*About this exercise*
According to the bioethics exam grading notes, why is there no real question about whether the drug study counts as "research"? Answer in one to three sentences.

*Supplied passage*
▽
BIOETHICS - Spring 1999

Exam Grading Notes

Part I

1.a. Threshold questions: Is this research and do federal regs apply? Yes and yes, on these facts: it's a drug study, so FDA approval is presumably the object, and FDA requires compliance with regs re: protection of human subjects. No real question, either, about "research," since generalizable knowledge (in the form of a statistically valid study to establish the superiority of one drug or the other) is the goal of a drug study. Enrollment in an RCT without informed consent in the emergency room is alright under limited circumstances. IRB approval "yesterday" may have followed or preceded notice to the community of the existence of the study, risks and benefits; discussion with representatives of the communities from which subjects will be drawn; and establishment of an independent data and safety monitoring board. Lloyd has a life-threatening condition and research isn't practicable without the waiver. Does he satisfy 50.24(a)(1) ("available treatments are unproven or unsatisfactory")? Maybe, if "unsatisfactory" means there may be a better drug out there, or (less helpfully) if it means that the approved drug doesn't produce sufficiently good outcomes in a sufficiently large percentage of cases to be "satisfactory". If it doesn't mean one of those two things, it may not mean much at all, and the reg should be read to give meaning to all of its parts and all of its terms. Important: Lurleen needs to be told of Lloyd's inclusion in the study immediately and given the chance to withhold consent to his continued participation.

b. Randomization to a placebo is clearly not ethical when there is an approved therapy that represents the standard of care (i.e. is known to be beneficial). Keeping the patient/subject from a treatment known to provide a benefit is what Tuskegee was all about. Randomization to an experimental drug, on the other hand, should be okay as long as researchers really are uncertain which drug is superior (i.e., they are in equipoise); superiority is something that can only be determined by a study such as this one. Question also raises problem of the duties of a hospital attorney when the IRB appears to have approved a research protocol that the attorney believes violates federal standards for human research. Should the attorney flatly forbid the doctor from randomizing Lloyd to the placebo, when that has (erroneously) been okayed by the IRB?

2. c. This question simply requires a recitation of the final rule. The Medicare condition of participation imposes several requirements a hospital must meet that are designed to increase organ donation. One of these requirements is that a hospital must have an agreement with the Organ Procurement Organization (OPO) designated by the Secretary, under which the hospital will contact the OPO in a timely manner about individuals who die or whose death is imminent in the hospital. The OPO will then determine the individual's medical suitability for donation. As well, the hospital must have an agreement with at least one tissue bank and at least one eye bank to cooperate in the retrieval, processing, preservation, storage, and distribution of tissues and eyes, as long as the agreement does not interfere with organ donation. The final rule requires a hospital to ensure, in collaboration with the OPO with which it has an agreement, that the family of every potential donor is informed of its option to donate organs or tissues or not to donate. Discussion and outcome must be noted in the patient's medical record. Under the final rule, hospitals must work with the OPO and at least one tissue bank and one eye bank in educating staff on donation issues, reviewing death records to improve identification of potential donors, and maintaining potential donors while necessary testing and placement of organs and tissues take place.
△
*Records*
▽
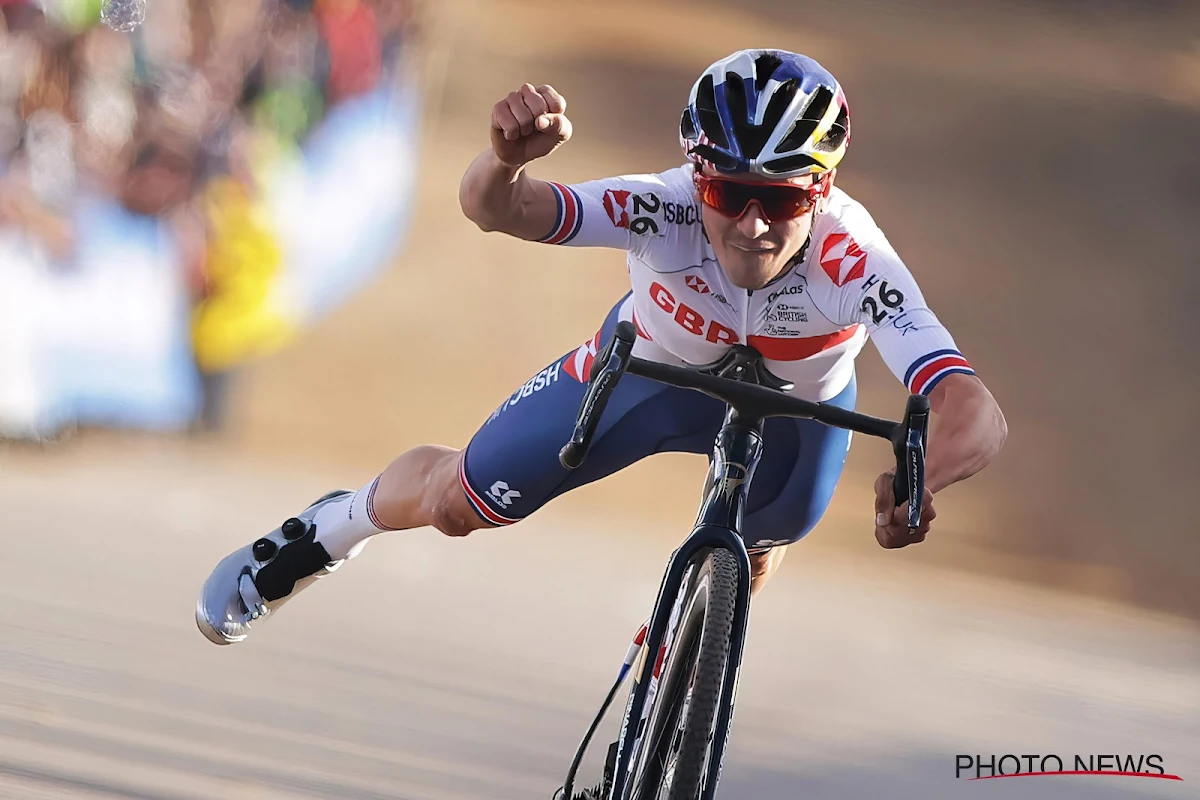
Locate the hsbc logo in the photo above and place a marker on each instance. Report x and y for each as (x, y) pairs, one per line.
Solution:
(633, 212)
(843, 259)
(616, 204)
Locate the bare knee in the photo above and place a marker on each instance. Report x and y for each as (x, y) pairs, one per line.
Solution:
(453, 515)
(448, 509)
(420, 488)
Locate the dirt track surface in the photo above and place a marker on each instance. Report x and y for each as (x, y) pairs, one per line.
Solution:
(439, 668)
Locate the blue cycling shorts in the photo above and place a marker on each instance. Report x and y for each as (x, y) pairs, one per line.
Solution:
(511, 469)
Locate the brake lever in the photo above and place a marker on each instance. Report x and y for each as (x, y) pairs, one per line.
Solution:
(909, 445)
(606, 372)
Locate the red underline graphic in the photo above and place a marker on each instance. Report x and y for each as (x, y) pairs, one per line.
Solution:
(1168, 777)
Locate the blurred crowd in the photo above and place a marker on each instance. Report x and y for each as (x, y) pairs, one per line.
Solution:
(181, 122)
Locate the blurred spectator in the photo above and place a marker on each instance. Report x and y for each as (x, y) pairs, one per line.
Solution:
(191, 134)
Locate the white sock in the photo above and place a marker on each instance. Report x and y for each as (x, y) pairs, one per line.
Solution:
(343, 525)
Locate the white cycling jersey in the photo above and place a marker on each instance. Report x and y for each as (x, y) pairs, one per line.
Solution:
(809, 324)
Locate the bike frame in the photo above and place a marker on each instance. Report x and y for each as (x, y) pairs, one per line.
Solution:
(719, 523)
(751, 394)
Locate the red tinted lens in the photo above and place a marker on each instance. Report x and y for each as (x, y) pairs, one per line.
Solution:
(779, 202)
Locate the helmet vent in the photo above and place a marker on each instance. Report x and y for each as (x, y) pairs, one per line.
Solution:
(709, 120)
(763, 68)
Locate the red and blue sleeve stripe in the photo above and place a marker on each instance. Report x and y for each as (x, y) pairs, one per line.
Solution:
(929, 370)
(570, 216)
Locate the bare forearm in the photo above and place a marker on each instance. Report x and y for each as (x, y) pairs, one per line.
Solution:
(969, 431)
(491, 192)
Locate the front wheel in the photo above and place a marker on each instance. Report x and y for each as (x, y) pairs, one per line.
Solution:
(678, 738)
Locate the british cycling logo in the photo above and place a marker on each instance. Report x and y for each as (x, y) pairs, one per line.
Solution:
(981, 768)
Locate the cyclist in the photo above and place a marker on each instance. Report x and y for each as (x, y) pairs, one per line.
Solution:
(749, 241)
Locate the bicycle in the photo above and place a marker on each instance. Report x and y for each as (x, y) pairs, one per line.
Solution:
(673, 750)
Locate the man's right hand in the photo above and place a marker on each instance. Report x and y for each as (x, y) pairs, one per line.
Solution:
(529, 124)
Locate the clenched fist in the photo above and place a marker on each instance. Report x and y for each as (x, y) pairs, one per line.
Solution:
(529, 124)
(892, 521)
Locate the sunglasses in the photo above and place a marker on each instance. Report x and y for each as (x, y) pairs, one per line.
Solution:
(778, 202)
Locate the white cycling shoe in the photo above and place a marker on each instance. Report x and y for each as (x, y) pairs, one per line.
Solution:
(251, 583)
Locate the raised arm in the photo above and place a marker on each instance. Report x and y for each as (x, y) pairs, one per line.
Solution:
(496, 193)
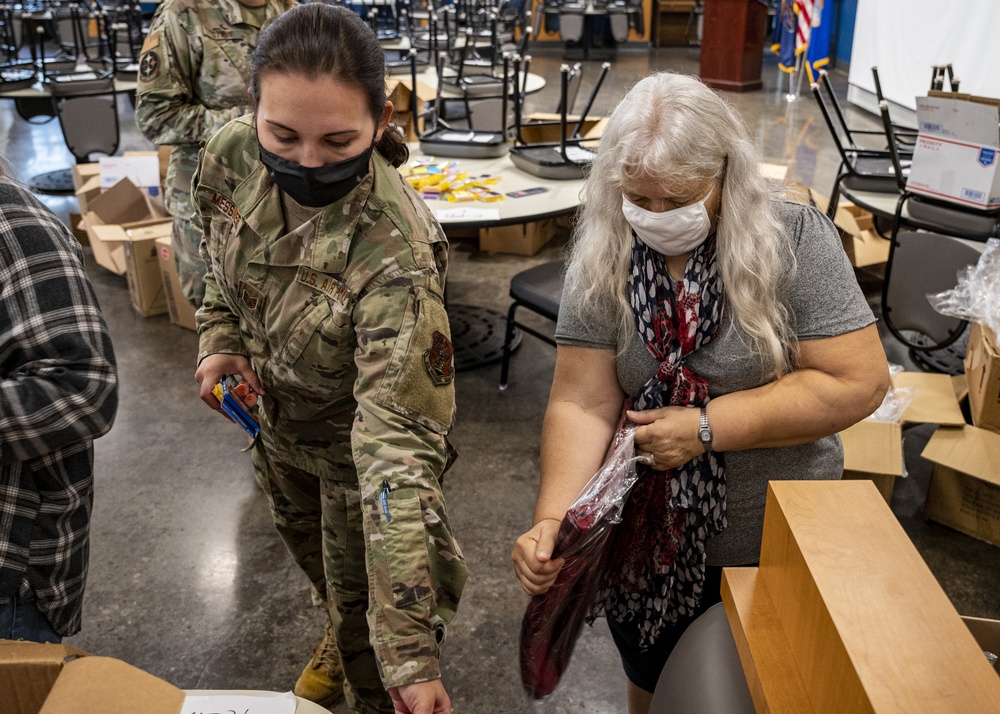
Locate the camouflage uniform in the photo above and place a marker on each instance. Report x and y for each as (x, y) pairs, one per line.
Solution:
(343, 319)
(193, 78)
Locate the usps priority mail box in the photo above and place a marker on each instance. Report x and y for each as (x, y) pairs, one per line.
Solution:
(958, 151)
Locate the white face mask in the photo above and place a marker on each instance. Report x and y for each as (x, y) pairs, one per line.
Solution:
(673, 232)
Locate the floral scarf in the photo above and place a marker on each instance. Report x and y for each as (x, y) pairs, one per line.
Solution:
(669, 515)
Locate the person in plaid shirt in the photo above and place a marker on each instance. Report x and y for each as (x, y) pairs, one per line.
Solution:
(58, 392)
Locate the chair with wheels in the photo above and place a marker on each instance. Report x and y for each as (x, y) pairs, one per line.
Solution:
(703, 674)
(538, 289)
(88, 116)
(925, 262)
(922, 264)
(860, 169)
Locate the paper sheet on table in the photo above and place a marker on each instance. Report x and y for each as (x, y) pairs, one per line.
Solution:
(261, 703)
(576, 153)
(468, 214)
(143, 171)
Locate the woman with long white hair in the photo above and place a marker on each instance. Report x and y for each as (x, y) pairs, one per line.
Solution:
(727, 321)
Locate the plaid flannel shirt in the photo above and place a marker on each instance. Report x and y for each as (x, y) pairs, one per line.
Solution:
(58, 392)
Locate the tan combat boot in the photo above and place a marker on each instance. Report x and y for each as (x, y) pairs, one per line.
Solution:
(322, 681)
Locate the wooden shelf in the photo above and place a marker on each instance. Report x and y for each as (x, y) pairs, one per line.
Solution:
(844, 616)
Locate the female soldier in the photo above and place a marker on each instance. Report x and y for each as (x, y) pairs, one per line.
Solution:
(733, 322)
(325, 292)
(193, 78)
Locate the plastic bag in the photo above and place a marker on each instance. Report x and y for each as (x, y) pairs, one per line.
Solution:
(552, 622)
(894, 404)
(977, 294)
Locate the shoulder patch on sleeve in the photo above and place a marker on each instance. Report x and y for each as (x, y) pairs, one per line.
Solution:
(439, 359)
(421, 374)
(149, 66)
(151, 42)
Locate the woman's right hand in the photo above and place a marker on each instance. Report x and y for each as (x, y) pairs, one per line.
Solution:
(532, 556)
(214, 367)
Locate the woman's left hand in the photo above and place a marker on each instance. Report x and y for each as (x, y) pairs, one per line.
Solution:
(423, 698)
(669, 435)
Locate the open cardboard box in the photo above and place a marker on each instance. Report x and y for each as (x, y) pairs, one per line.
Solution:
(58, 679)
(982, 370)
(537, 128)
(874, 449)
(145, 286)
(181, 311)
(863, 245)
(987, 634)
(86, 184)
(965, 485)
(110, 220)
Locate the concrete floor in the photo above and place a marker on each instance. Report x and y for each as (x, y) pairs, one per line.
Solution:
(188, 579)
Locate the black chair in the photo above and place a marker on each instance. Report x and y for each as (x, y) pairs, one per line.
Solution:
(922, 264)
(567, 158)
(925, 262)
(88, 116)
(703, 674)
(906, 137)
(926, 213)
(861, 169)
(538, 289)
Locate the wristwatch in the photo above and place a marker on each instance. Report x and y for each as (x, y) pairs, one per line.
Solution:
(705, 432)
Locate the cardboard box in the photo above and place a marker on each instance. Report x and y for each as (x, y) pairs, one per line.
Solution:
(957, 155)
(86, 184)
(399, 93)
(987, 634)
(145, 286)
(863, 245)
(520, 239)
(112, 215)
(982, 372)
(181, 311)
(162, 155)
(58, 679)
(74, 226)
(873, 450)
(965, 485)
(538, 128)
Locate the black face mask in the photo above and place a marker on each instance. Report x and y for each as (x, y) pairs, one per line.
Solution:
(320, 186)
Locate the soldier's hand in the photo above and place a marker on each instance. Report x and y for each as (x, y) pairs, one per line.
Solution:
(532, 556)
(422, 698)
(214, 367)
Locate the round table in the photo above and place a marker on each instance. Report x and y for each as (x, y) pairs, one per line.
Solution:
(478, 332)
(559, 198)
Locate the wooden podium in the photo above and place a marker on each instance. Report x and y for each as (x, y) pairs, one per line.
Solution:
(732, 44)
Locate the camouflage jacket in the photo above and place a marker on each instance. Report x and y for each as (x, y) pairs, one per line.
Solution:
(344, 322)
(193, 77)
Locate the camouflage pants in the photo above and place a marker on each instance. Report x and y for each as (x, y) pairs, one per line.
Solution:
(320, 522)
(186, 239)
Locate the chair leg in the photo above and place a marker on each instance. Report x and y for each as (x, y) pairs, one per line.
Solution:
(508, 339)
(831, 210)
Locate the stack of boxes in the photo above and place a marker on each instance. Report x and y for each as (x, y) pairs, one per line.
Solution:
(123, 221)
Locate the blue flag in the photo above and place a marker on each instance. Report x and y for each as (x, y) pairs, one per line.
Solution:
(784, 36)
(818, 52)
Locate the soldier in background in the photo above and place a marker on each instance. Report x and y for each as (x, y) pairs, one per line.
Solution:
(193, 78)
(325, 291)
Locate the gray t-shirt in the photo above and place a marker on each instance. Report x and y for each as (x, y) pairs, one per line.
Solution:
(824, 299)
△
*Written response*
The goal of a drug study is generalizable knowledge, which here takes the form of a statistically valid study to establish the superiority of one drug or the other.